Given passage
FIELD OF THE INVENTION

Aspects of the invention are related to turbine engines, and more particularly, to an interface between a combustor basket and a transition assembly of a can-annular gas turbine engine.

BACKGROUND OF THE INVENTION FIG. 1 is a cross-sectional view of a conventional combustor assembly 10 for a can-annular gas turbine engine 5, including an interface 1 1 between a combustion basket ring 12 and a transition assembly including a transition duct 14 and a transition inlet ring 20. A liner within the combustion basket ring 12 confines an exothermic reaction of combustion reactants and produces hot combustion gas 16. The transition duct 14 provides a flow path for the hot combustion gas 16 from an inlet at the combustion basket ring 12 to an outlet at a turbine inlet annulus 18.

FIG. 2 is a cross-sectional view of the interface 1 1 between the combustion basket ring 12 and the transition assembly 13. At the interface 1 1 , the combustion basket ring 12 is inserted within the transition inlet ring 20. The transition inlet ring 20 is used to enhance the mechanical integrity of the transition duct 14, to provide support for the transition duct 14 at the interface 1 1 and to provide a sealing surface at the interface 1 1 . A circumferential gap 22 is provided between an inner diameter of the combustion basket ring 12 and an inner diameter of the transition inlet ring 20, to provide space for an array of spring clips 24. The spring clips 24 are attached to the combustion basket ring 12 and pressure seated onto the transition inlet ring 20 to form a circumferential seal at the interface 1 1 .

Prompt A
Reproduce the stretch of the combustor interface passage from "FIG. 2 is a" through "seal at the interface 1 1 ." word for word.
Prompt B
Extend the combustor interface passage by writing what comes after its final sentence.
The entries have no connection to the passage on the combustor interface.

Rows
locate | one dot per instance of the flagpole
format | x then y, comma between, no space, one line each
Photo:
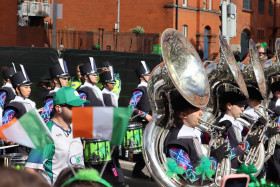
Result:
105,164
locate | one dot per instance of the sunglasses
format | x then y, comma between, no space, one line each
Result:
68,106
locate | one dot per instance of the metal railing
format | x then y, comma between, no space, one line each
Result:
36,8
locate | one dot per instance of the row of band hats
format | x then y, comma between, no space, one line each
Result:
18,78
60,70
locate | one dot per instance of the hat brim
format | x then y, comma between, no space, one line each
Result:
78,102
242,102
64,76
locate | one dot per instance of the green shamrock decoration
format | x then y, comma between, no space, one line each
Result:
204,168
172,168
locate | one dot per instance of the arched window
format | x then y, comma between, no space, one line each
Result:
247,4
185,31
245,37
207,31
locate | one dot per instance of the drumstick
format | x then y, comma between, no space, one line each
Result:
8,146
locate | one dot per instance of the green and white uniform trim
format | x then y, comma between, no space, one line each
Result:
52,159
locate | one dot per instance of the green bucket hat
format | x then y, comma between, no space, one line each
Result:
68,96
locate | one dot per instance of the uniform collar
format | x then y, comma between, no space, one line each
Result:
232,120
188,131
251,112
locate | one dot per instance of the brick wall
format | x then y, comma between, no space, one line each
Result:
27,36
8,22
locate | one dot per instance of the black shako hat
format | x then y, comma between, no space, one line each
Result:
9,72
254,93
231,94
275,86
20,78
89,68
59,70
106,64
142,70
108,76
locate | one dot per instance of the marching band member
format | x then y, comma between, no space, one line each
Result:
76,81
273,172
89,90
117,85
21,104
140,103
7,92
65,150
111,100
59,75
108,81
232,103
183,143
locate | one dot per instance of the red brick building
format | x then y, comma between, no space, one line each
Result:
197,19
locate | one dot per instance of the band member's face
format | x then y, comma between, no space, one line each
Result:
146,77
191,117
110,86
93,79
67,114
261,52
79,75
63,81
254,103
25,91
234,110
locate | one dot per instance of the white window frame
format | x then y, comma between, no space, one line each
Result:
185,2
185,31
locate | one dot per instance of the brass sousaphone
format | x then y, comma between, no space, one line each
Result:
182,70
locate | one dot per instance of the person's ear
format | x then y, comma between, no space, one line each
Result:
229,106
58,108
183,115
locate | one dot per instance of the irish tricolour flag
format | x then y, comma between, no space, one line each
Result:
105,123
29,130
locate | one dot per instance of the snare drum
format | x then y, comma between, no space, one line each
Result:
133,138
15,160
96,151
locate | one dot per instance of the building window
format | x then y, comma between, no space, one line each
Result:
185,31
270,8
260,34
185,2
247,4
46,25
261,6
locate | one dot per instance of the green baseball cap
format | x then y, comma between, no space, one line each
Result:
68,96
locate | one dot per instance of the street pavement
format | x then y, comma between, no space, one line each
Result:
133,182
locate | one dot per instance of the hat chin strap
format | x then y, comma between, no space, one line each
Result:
90,80
144,79
21,93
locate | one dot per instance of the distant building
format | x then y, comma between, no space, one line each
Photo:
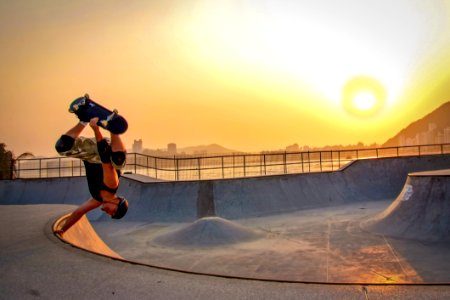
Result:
172,148
137,146
447,135
293,148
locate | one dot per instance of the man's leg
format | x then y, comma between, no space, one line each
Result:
118,151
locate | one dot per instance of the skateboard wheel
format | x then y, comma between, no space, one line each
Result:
74,108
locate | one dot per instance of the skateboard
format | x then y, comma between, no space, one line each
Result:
86,109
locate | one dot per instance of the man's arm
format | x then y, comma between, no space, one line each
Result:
94,126
77,214
110,178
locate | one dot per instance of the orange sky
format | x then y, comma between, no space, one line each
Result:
249,75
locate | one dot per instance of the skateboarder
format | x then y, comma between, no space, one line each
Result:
103,160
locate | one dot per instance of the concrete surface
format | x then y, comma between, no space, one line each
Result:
35,263
420,212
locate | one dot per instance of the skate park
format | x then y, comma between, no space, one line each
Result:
374,225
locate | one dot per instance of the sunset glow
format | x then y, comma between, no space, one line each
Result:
248,75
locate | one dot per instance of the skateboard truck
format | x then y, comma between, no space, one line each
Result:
81,103
109,118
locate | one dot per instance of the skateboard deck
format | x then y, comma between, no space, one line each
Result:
86,109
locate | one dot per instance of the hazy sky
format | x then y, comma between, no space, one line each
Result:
249,75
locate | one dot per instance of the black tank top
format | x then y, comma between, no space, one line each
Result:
94,175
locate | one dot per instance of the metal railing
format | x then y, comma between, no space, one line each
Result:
225,166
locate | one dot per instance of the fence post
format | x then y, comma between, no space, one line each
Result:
320,160
264,158
223,168
339,159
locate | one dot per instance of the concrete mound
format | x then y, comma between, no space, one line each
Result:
420,212
208,232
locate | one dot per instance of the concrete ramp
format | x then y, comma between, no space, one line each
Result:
420,212
83,236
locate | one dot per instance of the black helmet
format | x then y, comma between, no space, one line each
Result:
122,208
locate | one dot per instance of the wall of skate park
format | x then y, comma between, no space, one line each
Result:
185,201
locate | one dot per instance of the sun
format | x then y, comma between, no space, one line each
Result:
363,96
364,100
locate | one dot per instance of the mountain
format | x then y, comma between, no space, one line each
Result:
434,128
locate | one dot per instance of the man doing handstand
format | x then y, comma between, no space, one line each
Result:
102,161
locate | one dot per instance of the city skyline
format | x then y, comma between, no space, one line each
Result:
249,75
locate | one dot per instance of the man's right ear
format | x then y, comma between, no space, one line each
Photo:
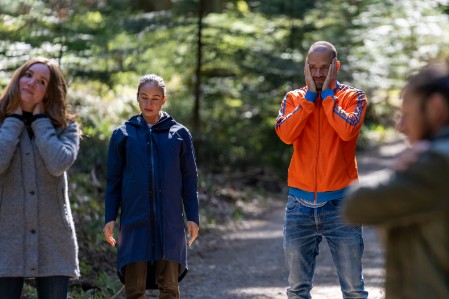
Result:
438,109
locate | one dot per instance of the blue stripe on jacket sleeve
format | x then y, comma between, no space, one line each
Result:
355,118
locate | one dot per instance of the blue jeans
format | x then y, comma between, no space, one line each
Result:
303,231
50,287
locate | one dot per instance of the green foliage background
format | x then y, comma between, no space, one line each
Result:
253,53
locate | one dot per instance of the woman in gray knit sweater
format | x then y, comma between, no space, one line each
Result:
39,141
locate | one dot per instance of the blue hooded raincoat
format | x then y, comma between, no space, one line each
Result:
152,179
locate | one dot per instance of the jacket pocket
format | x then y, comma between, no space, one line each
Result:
64,211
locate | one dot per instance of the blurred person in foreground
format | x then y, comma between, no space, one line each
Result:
411,206
39,141
152,180
322,120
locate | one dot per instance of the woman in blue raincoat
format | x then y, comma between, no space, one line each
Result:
152,179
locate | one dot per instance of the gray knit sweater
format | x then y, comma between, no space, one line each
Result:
37,233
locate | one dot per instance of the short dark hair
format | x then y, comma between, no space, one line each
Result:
152,79
433,78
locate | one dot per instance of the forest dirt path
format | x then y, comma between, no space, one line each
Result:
247,261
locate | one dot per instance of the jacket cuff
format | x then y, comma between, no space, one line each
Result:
17,116
311,96
327,93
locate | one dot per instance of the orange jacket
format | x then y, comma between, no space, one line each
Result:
324,134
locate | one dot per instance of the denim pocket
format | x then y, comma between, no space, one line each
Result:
336,203
292,203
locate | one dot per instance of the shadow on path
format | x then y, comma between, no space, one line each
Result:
248,262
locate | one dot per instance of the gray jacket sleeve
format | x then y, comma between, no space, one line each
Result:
58,148
10,131
405,197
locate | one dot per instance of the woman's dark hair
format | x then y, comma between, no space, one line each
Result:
55,101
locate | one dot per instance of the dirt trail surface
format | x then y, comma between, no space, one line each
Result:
246,261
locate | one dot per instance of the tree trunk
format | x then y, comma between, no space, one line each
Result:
199,54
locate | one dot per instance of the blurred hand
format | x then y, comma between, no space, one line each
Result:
410,155
308,77
331,77
192,231
18,110
108,231
39,109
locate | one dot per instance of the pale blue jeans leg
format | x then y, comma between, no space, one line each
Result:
303,231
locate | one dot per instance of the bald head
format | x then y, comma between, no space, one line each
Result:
323,47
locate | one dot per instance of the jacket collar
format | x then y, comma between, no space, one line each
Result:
165,122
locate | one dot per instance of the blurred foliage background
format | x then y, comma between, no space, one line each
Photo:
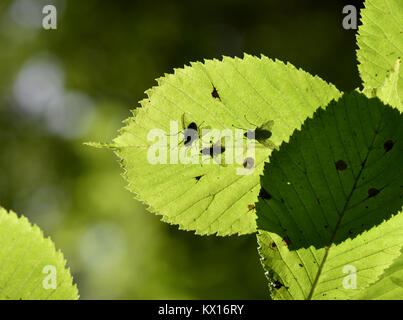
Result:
60,88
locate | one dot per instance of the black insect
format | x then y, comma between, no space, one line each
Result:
215,94
213,150
190,134
191,131
264,194
262,133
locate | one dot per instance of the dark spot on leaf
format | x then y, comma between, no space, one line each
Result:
277,284
388,145
286,241
249,163
215,94
340,165
372,192
264,194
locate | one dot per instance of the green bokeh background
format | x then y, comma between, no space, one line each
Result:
60,88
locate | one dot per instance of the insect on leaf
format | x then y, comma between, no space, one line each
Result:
217,203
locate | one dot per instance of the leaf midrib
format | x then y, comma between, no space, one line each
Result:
336,229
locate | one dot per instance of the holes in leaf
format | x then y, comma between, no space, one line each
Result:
372,192
277,284
215,94
340,165
264,194
388,145
198,177
251,207
286,241
249,163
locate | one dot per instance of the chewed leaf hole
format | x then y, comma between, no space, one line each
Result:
372,192
249,163
215,94
388,145
340,165
251,207
264,194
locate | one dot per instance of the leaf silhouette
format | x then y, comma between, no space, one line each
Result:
335,191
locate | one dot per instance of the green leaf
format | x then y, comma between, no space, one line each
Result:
30,266
380,41
389,286
216,94
388,92
330,201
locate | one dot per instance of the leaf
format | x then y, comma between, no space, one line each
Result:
212,198
28,262
330,201
388,92
380,41
389,286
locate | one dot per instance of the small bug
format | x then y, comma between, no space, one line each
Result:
191,131
261,133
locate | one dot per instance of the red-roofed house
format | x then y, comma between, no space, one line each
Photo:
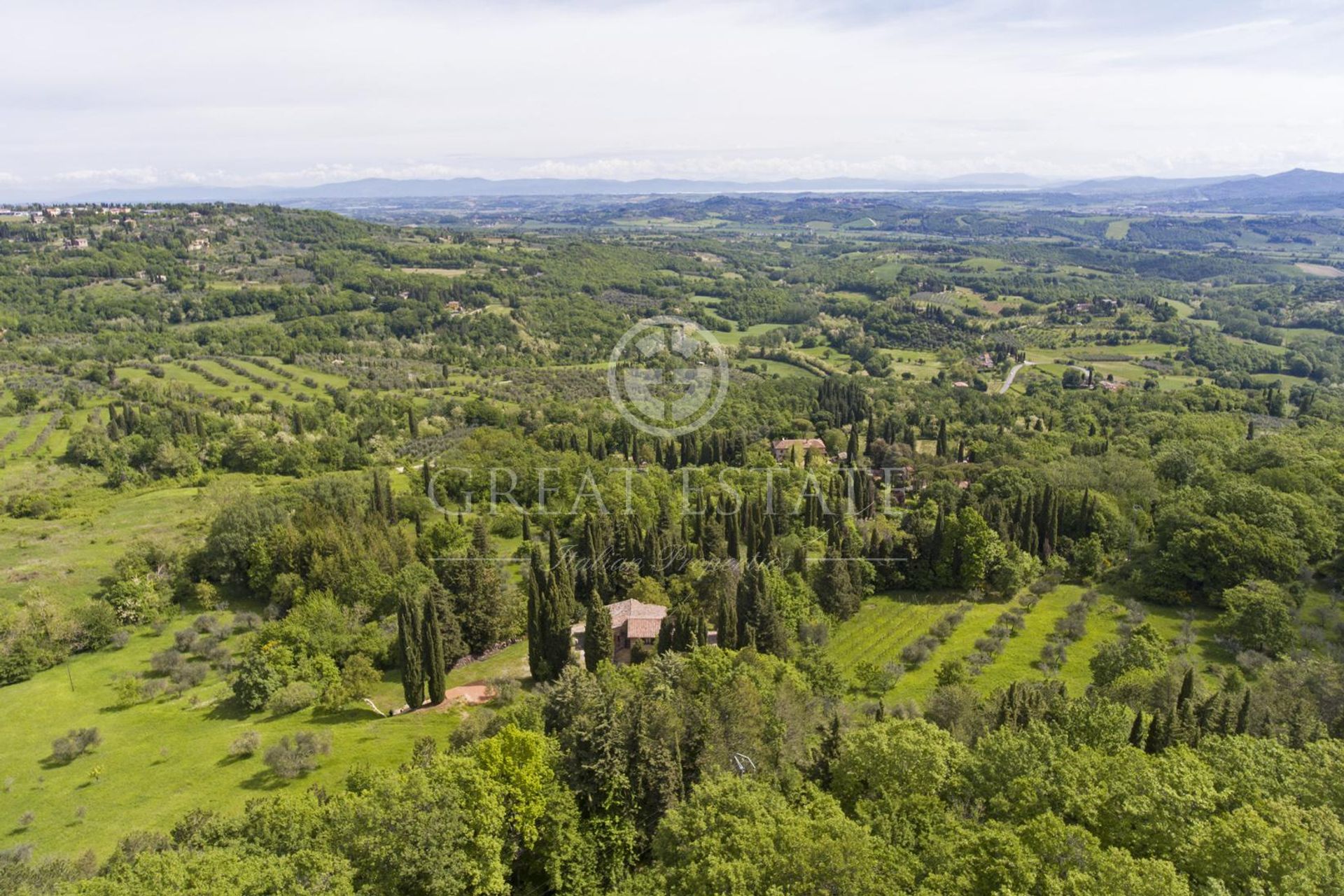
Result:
784,448
631,621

Task answer A
FIG. 2 is a cross-sectional view of the interface 1 1 between the combustion basket ring 12 and the transition assembly 13. At the interface 1 1 , the combustion basket ring 12 is inserted within the transition inlet ring 20. The transition inlet ring 20 is used to enhance the mechanical integrity of the transition duct 14, to provide support for the transition duct 14 at the interface 1 1 and to provide a sealing surface at the interface 1 1 . A circumferential gap 22 is provided between an inner diameter of the combustion basket ring 12 and an inner diameter of the transition inlet ring 20, to provide space for an array of spring clips 24. The spring clips 24 are attached to the combustion basket ring 12 and pressure seated onto the transition inlet ring 20 to form a circumferential seal at the interface 1 1 .

Task answer B
BRIEF DESCRIPTION OF THE DRAWINGS

The invention is explained in the following description in view of the drawings that show:

FIG. 1 is a cross-sectional view of a conventional combustor assembly for a can- annular gas turbine engine; FIG. 2 is a cross-sectional view of an interface between a combustion basket ring and a transition assembly in the conventional combustor assembly of FIG. 1 ;

FIG. 3 is a cross-sectional view of an interface between a combustion basket ring and a transition assembly in a can-annular gas turbine engine;

FIG. 4 is a closer cross-sectional view of the conical structure of the interface of

FIG. 3;

FIG. 5 are respective plots of a flow area of the transition duct in FIG. 1 and FIG. 3 over a length of the transition duct; and

FIG. 6 is a cross-sectional view of a downstream edge of the combustion basket ring at the interface of FIG. 3.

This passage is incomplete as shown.